>> Start Provided records

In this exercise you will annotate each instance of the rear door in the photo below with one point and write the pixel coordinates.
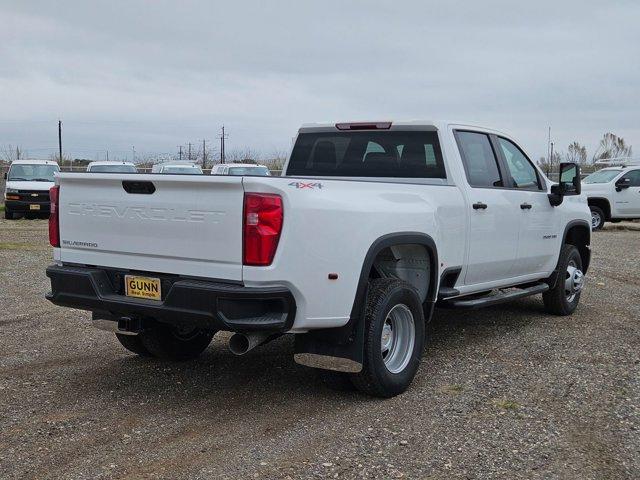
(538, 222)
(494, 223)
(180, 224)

>> End Provided records
>> Start Provided records

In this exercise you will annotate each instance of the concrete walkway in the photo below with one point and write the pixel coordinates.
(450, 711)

>> End Provided records

Task prompt:
Count the rows above that contain the word "below". Give only the number.

Answer to this task:
2